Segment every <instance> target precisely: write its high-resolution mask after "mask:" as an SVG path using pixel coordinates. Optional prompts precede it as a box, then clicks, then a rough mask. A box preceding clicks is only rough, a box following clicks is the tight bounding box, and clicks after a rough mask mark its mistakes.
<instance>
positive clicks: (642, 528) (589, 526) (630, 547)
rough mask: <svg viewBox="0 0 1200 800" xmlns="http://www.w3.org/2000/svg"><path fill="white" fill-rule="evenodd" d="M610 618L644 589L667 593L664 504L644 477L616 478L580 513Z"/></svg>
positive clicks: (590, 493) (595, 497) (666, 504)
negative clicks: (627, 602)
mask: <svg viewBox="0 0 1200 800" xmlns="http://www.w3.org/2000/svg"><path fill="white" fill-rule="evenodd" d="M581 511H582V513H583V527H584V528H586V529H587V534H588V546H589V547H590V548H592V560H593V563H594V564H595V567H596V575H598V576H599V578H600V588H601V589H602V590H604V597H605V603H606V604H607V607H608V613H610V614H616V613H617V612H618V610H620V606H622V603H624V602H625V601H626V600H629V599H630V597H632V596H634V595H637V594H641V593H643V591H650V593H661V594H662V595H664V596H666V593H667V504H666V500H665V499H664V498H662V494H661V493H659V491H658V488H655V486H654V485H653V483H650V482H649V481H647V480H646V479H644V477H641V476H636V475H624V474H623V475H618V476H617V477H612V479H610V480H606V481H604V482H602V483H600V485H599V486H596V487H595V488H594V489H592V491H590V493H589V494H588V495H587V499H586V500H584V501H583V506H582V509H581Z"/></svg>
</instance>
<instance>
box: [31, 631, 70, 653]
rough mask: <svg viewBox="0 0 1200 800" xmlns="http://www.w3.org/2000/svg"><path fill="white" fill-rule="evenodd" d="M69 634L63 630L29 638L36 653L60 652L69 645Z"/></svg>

········

## PROBLEM DESCRIPTION
Set out the data as a JSON list of strings, one string per line and with blank lines omitted, starting with the first line of the data and continuing through the line containing "positive clicks: (642, 528)". Include only those lines, with both ends counted.

## WRITTEN ANSWER
[
  "Segment every <instance> target precisely: write its high-resolution mask after \"mask:\" as an SVG path using pixel coordinates. Optional prompts precede it as a box, then clicks, then a rough mask. A box preceding clicks is only rough, a box following clicks is the tight bounding box, and clicks after a rough mask mark its mistakes.",
  "<instance>",
  "positive clicks: (642, 528) (589, 526) (630, 547)"
]